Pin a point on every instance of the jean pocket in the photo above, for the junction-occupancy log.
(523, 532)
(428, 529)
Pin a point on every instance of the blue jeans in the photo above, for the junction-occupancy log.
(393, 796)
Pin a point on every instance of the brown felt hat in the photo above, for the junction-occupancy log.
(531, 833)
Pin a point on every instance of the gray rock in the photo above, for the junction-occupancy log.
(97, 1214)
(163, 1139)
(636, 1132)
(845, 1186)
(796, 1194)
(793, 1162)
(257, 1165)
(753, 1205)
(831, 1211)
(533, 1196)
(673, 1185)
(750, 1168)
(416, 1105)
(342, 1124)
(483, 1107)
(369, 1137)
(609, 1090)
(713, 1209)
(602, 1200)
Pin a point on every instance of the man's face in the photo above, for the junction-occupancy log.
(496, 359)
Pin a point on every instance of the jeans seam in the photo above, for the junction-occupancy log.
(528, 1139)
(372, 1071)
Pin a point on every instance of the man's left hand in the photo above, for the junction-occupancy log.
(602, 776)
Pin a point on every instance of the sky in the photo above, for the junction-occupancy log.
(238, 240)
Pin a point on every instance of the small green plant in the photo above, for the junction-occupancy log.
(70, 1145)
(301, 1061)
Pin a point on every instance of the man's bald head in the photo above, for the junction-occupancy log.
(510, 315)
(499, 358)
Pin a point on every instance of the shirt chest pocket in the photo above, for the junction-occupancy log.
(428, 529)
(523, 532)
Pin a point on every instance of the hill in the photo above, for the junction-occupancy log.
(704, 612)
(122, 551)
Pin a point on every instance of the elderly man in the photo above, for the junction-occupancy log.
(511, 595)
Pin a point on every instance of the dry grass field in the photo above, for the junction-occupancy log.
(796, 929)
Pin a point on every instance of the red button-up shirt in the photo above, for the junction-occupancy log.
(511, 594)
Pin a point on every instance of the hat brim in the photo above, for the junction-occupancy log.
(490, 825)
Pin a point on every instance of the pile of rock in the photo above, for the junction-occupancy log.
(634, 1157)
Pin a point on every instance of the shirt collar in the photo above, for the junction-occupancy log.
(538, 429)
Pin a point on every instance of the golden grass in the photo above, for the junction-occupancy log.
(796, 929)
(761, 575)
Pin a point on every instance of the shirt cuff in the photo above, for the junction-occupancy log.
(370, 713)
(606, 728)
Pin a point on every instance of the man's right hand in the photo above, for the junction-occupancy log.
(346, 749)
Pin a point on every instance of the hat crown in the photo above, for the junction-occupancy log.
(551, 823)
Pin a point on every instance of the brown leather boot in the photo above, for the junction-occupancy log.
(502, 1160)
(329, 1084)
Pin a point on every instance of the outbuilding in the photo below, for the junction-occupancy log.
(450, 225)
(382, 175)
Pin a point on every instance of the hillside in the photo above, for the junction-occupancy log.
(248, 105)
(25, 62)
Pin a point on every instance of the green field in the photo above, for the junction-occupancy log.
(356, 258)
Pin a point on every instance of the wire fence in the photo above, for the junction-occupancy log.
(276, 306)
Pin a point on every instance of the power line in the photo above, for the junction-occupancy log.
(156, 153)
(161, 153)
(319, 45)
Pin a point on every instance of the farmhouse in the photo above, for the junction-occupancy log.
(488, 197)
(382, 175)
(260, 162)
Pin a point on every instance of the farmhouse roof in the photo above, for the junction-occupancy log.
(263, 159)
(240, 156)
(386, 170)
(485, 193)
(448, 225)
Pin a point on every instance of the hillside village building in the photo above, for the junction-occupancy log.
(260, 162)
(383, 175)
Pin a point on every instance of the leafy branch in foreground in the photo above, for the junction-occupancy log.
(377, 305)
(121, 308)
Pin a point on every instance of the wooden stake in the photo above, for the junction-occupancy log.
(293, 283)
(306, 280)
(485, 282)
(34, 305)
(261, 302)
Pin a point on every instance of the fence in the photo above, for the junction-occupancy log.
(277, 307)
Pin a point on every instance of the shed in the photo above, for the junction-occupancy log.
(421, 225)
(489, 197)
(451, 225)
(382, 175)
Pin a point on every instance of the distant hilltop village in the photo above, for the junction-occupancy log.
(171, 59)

——

▸ **Goal**: Reproduce every record above word for word.

▸ **Solved problem**:
Pin a point on every instance of the jean pocket in the photo above, for the junction-occupancy log.
(523, 532)
(428, 529)
Pin a point on every instance of the blue jeans in the photo above, for the junction-occupancy log.
(393, 796)
Pin a point on every instance of the brown felt hat in the photo above, for the junction-occupancy log.
(531, 833)
Pin a point on every instance of the gray rock in the photo above, for the junction-occupancy log.
(97, 1214)
(163, 1139)
(636, 1132)
(845, 1186)
(796, 1194)
(793, 1162)
(257, 1165)
(753, 1205)
(831, 1211)
(533, 1196)
(673, 1185)
(750, 1168)
(416, 1105)
(342, 1124)
(483, 1107)
(369, 1137)
(609, 1090)
(713, 1209)
(602, 1200)
Pin a point on every instance of the man's face in the photo above, for the junction-occupancy log.
(496, 359)
Pin a point on every instance of the jeans seam in the photo above, for the junction-occupancy log.
(528, 1139)
(372, 1071)
Pin a point on every instance of the man's left hand in the photo above, for the junction-occupancy log.
(602, 776)
Pin a point on every instance of the sky in the photo above, for the junction-occupancy log.
(238, 240)
Pin a point on every instance of the small green plant in the photo above, for the junction-occupancy log.
(70, 1145)
(301, 1061)
Pin a point on every instance of the man's bald head in the photo above, for the junction-occupancy log.
(510, 315)
(499, 358)
Pin a point on every instance of the shirt chest pocket in the photo above, for the junction-occupancy log.
(428, 529)
(523, 532)
Pin a point on every instance of the hill in the photo above, for the junction-occupancy log.
(704, 612)
(122, 551)
Pin a point on every instance of the elderly man in the photo above, for the junction-occupancy log.
(511, 595)
Pin a point on every instance of the dry grass field in the photo above, for the junction-occupancy log.
(796, 929)
Pin a point on every instance of the red button-up shirt in the photo above, for the junction-occupancy log.
(511, 594)
Pin a point on every instance of the hat brim in the photo above, for the junction-occupancy log.
(490, 825)
Pin a point on every instance of the pile of rock in the photo above, for the junction-occupancy log.
(634, 1157)
Pin a point on every instance of the shirt collar in the photo above, for the junction-occupancy log.
(538, 429)
Pin a point on every instance of the golden grass in the photo above, for the junction-occupancy log.
(796, 929)
(761, 575)
Pin a point on every instance of the shirt cuff in the photo above, for the junction-occupancy log.
(370, 713)
(606, 728)
Pin a point on every instance of the man's right hand in the photo above, for the junction-occupancy log.
(346, 749)
Pin a point on every instance of the hat crown in the photo above, for the junction-occupancy log.
(551, 823)
Pin a point on every instance of the brown leather boot in the photo above, for the junction-occupancy log.
(502, 1160)
(329, 1084)
Pin a point on every instance of the outbuilding in the photo below, for the junction-occupancy log.
(450, 225)
(382, 175)
Pin a point on every instance of the hillside in the photo above, for the junction-occupancy log.
(248, 105)
(25, 62)
Pin a point on every instance of the green field in the photo above, for the junction-occupancy log.
(356, 258)
Pin a point on every instance of the wire fence in the photo above, for the junction-occupancy log.
(276, 306)
Pin a point on every instance of the power line in the photo above, for the junction-occupancy log.
(156, 153)
(161, 153)
(319, 45)
Pin a point on every instance of the farmhouse in the photo above, for the junction-occupancy log.
(488, 197)
(382, 175)
(260, 162)
Pin a point on every instance of the farmhouse roof in the photo above, for the junction-occupancy log.
(263, 159)
(240, 156)
(386, 170)
(485, 193)
(448, 225)
Pin a point on every instance of the hillside village building in the photo above, for the junction-occupancy log.
(260, 162)
(383, 175)
Pin a point on every instance of the leafy branch in foreground in the photo above, for the junction-occupancy log.
(377, 305)
(121, 308)
Pin a point on every instance of the wooden stake in the photo above, for the junction-occupancy log.
(293, 283)
(306, 280)
(485, 282)
(34, 305)
(261, 302)
Pin a point on every instance of the fence in the photo above, for the junction-occupancy log.
(277, 307)
Pin a point on every instance of the shed in the photo above, for the junction-occupancy log.
(421, 225)
(489, 197)
(451, 225)
(382, 175)
Pin a point on every instance of the distant hilltop village in the photo above, for the junction-occupancy log.
(171, 59)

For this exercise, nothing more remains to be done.